> Problem description
Retype the entries below without any change.

Stored records:
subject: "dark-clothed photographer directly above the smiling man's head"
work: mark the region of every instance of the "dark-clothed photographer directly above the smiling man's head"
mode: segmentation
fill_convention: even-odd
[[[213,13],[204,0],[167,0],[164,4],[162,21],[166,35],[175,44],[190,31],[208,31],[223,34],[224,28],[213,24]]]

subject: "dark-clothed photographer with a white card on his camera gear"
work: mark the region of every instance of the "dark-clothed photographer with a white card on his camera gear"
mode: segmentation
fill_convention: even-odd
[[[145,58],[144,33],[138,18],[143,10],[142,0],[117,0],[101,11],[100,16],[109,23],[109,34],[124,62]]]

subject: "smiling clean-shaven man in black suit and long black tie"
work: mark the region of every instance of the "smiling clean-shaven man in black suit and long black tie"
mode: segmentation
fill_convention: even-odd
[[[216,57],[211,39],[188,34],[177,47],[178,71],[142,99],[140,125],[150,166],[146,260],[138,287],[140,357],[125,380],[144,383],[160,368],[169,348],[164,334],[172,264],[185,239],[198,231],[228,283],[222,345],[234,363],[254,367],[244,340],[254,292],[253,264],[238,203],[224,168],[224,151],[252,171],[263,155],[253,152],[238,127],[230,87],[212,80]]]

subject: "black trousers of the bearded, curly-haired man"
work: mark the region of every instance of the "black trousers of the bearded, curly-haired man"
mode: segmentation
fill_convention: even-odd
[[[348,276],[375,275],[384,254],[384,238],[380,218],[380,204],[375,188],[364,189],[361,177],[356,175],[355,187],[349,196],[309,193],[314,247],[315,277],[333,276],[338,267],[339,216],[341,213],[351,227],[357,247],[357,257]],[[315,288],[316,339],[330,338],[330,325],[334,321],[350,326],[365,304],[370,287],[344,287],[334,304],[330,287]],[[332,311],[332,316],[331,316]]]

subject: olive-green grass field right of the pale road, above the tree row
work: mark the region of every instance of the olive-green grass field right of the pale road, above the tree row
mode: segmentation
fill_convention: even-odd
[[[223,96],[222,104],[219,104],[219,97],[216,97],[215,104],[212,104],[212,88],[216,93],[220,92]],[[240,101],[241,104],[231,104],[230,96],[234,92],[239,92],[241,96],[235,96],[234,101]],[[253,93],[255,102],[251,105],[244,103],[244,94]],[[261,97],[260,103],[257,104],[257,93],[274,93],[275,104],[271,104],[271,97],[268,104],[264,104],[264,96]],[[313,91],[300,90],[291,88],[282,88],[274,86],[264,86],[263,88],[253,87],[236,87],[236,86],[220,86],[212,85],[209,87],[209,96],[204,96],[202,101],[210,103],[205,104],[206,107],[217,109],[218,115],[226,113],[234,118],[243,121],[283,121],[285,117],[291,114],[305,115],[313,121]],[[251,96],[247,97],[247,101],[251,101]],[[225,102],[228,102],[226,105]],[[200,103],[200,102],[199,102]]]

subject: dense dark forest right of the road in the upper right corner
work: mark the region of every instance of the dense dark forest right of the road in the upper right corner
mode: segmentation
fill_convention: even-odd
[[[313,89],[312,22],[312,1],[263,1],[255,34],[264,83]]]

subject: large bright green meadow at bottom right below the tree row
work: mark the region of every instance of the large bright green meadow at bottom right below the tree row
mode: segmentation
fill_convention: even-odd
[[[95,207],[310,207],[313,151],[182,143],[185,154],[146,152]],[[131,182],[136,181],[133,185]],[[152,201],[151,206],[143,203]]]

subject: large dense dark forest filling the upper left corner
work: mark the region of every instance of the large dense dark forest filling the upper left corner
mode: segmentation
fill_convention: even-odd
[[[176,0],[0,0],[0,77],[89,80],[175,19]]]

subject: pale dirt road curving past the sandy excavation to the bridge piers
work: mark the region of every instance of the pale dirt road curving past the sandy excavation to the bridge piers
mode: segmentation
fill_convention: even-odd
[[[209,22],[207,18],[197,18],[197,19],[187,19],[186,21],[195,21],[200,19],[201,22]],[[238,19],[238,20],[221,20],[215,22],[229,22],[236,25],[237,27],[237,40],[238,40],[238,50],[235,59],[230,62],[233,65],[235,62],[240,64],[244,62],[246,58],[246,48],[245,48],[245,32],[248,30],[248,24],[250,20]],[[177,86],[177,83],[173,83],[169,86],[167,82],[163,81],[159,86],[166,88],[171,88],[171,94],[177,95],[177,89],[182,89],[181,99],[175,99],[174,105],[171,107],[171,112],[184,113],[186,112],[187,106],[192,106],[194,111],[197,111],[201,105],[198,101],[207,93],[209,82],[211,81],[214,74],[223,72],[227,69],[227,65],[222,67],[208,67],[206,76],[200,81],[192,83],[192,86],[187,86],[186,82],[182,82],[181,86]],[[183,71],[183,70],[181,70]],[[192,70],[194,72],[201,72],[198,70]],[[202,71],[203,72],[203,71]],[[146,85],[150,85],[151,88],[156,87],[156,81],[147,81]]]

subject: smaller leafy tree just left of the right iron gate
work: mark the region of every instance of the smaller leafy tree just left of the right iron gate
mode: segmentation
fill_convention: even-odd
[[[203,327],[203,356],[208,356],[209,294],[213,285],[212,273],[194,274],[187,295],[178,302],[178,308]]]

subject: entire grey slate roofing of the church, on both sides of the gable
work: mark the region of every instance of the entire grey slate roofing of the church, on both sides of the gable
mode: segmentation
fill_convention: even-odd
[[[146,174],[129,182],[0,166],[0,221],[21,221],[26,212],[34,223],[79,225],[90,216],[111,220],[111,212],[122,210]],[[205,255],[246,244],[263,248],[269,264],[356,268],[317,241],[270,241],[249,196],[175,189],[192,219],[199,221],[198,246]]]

> Task output
subject: "dark-clothed photographer directly above the smiling man's head"
work: mark the region of every instance of the "dark-clothed photographer directly above the smiling man's head"
mode: segmentation
fill_convention: even-odd
[[[213,13],[204,0],[167,0],[164,4],[162,21],[166,35],[175,44],[190,31],[208,31],[223,34],[224,28],[213,24]]]

subject: "dark-clothed photographer with a white card on his camera gear"
work: mark the region of every instance of the "dark-clothed photographer with a white card on his camera gear"
mode: segmentation
fill_convention: even-odd
[[[145,58],[144,33],[138,18],[143,10],[142,0],[117,0],[101,11],[100,16],[109,23],[109,34],[124,62]]]

subject: "smiling clean-shaven man in black suit and long black tie"
work: mark the region of every instance of the "smiling clean-shaven man in black suit and long black tie"
mode: segmentation
fill_convention: even-odd
[[[216,57],[211,39],[188,34],[177,47],[178,71],[142,99],[140,125],[150,166],[146,260],[138,287],[140,357],[125,380],[144,383],[160,368],[169,348],[164,334],[172,264],[185,239],[198,231],[228,283],[222,345],[234,363],[254,367],[244,340],[254,292],[253,264],[238,203],[224,168],[224,151],[252,171],[263,155],[253,152],[238,127],[230,87],[212,80]]]

subject: "black trousers of the bearded, curly-haired man"
work: mark the region of every instance of the "black trousers of the bearded, curly-haired man"
mode: segmentation
fill_convention: even-odd
[[[348,276],[375,275],[384,254],[384,238],[380,218],[380,204],[375,188],[364,189],[361,177],[356,175],[355,187],[349,196],[309,193],[314,247],[315,277],[333,276],[338,267],[339,216],[341,213],[351,227],[357,247],[357,257]],[[315,288],[316,339],[330,338],[330,325],[334,321],[350,326],[365,304],[370,287],[344,287],[334,304],[330,287]],[[332,311],[332,316],[331,316]]]

subject: olive-green grass field right of the pale road, above the tree row
work: mark the region of every instance of the olive-green grass field right of the pale road, above the tree row
mode: segmentation
fill_convention: even-odd
[[[223,96],[222,104],[219,104],[219,97],[216,97],[215,104],[212,104],[212,88],[216,93],[220,92]],[[240,101],[241,104],[231,104],[230,96],[234,92],[239,92],[241,96],[235,96],[234,101]],[[253,93],[255,102],[251,105],[244,103],[244,94]],[[261,97],[260,103],[257,104],[257,93],[274,93],[275,104],[271,104],[271,97],[268,104],[264,104],[264,96]],[[313,91],[300,90],[291,88],[282,88],[274,86],[264,86],[263,88],[253,87],[236,87],[236,86],[220,86],[212,85],[209,87],[209,96],[204,96],[202,101],[210,103],[205,104],[206,107],[217,109],[218,115],[226,113],[234,118],[243,121],[283,121],[285,117],[291,114],[305,115],[313,121]],[[251,96],[247,97],[247,101],[251,101]],[[225,102],[228,102],[226,105]],[[200,103],[200,102],[199,102]]]

subject: dense dark forest right of the road in the upper right corner
work: mark the region of every instance of the dense dark forest right of the road in the upper right corner
mode: segmentation
fill_convention: even-odd
[[[313,89],[312,22],[312,1],[263,1],[255,34],[264,83]]]

subject: large bright green meadow at bottom right below the tree row
work: mark the region of every instance of the large bright green meadow at bottom right below the tree row
mode: segmentation
fill_convention: even-odd
[[[95,207],[310,207],[313,151],[182,143],[185,154],[146,152]],[[131,182],[136,181],[133,185]],[[152,201],[151,206],[143,203]]]

subject: large dense dark forest filling the upper left corner
work: mark the region of every instance of the large dense dark forest filling the upper left corner
mode: segmentation
fill_convention: even-odd
[[[176,0],[0,0],[0,77],[89,80],[175,19]]]

subject: pale dirt road curving past the sandy excavation to the bridge piers
work: mark the region of every instance of the pale dirt road curving past the sandy excavation to the bridge piers
mode: segmentation
fill_convention: even-odd
[[[209,22],[207,18],[197,18],[197,19],[187,19],[186,21],[195,21],[200,19],[201,22]],[[238,19],[238,20],[221,20],[215,22],[229,22],[236,25],[237,27],[237,40],[238,40],[238,50],[235,59],[230,62],[233,65],[235,62],[240,64],[244,62],[246,58],[246,48],[245,48],[245,32],[248,30],[248,24],[250,20]],[[177,86],[177,83],[173,83],[169,86],[167,82],[163,81],[159,86],[166,88],[171,88],[171,94],[177,95],[177,89],[182,89],[181,99],[175,99],[174,105],[171,107],[171,112],[184,113],[186,112],[187,106],[192,106],[194,111],[197,111],[201,105],[198,101],[207,93],[209,82],[211,81],[214,74],[223,72],[227,69],[227,65],[222,67],[208,67],[206,76],[200,81],[192,83],[192,86],[187,86],[186,82],[182,82],[181,86]],[[183,71],[183,70],[181,70]],[[192,70],[194,72],[201,72],[198,70]],[[202,71],[203,72],[203,71]],[[146,85],[150,85],[151,88],[156,87],[156,81],[147,81]]]

subject: smaller leafy tree just left of the right iron gate
work: mark the region of every instance of the smaller leafy tree just left of the right iron gate
mode: segmentation
fill_convention: even-odd
[[[203,327],[203,356],[208,356],[209,294],[213,285],[212,273],[194,274],[187,295],[178,302],[178,308]]]

subject: entire grey slate roofing of the church, on both sides of the gable
work: mark the region of every instance of the entire grey slate roofing of the church, on both sides of the gable
mode: segmentation
fill_convention: even-odd
[[[146,174],[129,182],[0,166],[0,221],[21,221],[26,212],[34,223],[79,225],[90,216],[111,220],[111,212],[122,210]],[[205,255],[246,244],[263,248],[269,264],[356,268],[317,241],[270,241],[249,196],[175,189],[192,219],[199,221],[198,246]]]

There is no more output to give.